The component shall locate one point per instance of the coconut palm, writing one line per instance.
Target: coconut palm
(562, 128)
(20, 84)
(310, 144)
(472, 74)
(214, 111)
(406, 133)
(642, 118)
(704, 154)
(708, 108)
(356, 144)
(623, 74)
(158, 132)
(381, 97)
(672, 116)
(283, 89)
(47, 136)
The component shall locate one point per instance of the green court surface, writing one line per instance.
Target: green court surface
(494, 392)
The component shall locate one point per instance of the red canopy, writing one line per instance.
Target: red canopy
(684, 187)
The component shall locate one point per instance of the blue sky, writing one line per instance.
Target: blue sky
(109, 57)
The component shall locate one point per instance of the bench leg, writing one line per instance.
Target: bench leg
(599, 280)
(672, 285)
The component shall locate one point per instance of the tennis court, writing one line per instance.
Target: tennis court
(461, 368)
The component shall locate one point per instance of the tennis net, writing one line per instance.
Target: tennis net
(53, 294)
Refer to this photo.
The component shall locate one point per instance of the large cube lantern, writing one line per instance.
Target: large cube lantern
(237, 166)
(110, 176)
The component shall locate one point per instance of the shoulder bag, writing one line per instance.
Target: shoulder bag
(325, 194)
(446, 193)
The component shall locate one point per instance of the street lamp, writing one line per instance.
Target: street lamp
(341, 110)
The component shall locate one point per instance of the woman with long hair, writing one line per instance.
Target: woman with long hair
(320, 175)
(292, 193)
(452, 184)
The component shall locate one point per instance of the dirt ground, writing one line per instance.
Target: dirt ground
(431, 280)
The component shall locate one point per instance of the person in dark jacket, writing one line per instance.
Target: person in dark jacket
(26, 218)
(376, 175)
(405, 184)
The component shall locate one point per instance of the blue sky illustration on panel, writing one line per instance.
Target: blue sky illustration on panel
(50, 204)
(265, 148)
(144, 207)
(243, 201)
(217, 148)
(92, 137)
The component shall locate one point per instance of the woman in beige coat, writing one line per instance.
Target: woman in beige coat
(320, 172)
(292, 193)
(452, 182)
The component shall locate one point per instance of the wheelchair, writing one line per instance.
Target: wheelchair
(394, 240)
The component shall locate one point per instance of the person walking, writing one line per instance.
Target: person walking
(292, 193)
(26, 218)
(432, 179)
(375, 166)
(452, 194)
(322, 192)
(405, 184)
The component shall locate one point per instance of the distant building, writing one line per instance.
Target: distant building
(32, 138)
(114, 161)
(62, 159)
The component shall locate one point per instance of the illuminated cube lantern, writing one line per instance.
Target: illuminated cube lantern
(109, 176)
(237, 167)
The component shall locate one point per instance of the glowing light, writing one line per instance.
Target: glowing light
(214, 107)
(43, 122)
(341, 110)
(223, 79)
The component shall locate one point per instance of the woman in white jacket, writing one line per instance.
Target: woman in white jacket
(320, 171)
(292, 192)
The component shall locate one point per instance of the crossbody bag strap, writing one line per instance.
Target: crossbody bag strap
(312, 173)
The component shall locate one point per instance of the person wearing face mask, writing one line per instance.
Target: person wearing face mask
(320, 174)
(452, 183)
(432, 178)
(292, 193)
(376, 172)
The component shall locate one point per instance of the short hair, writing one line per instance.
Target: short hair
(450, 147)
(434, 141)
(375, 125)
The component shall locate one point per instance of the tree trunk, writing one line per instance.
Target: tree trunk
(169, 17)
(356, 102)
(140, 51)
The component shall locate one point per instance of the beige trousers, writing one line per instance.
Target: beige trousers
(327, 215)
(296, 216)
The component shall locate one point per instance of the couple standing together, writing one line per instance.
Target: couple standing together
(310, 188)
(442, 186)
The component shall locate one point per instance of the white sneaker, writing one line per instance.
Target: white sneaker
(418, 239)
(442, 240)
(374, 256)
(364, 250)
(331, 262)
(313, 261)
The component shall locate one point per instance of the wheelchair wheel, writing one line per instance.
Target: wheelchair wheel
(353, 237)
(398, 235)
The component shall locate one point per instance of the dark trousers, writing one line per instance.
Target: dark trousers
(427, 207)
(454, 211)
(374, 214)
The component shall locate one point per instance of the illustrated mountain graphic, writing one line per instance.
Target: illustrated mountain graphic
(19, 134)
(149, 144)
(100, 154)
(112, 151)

* * * * *

* _WORK REQUIRED_:
Go to the line holding "The component shall locate one point per instance of the dark" in the entries above and return it, along with every line after it, exactly as written.

* _ANSWER FOR THE TASK_:
The component shall locate one point per instance of the dark trousers, writing one line per instance.
Target: dark trousers
(427, 207)
(454, 211)
(374, 214)
The component shall locate one point per instance of the illustrated mountain graphic, writing one line per instance.
Target: illustrated mountain graphic
(19, 134)
(149, 144)
(100, 154)
(112, 151)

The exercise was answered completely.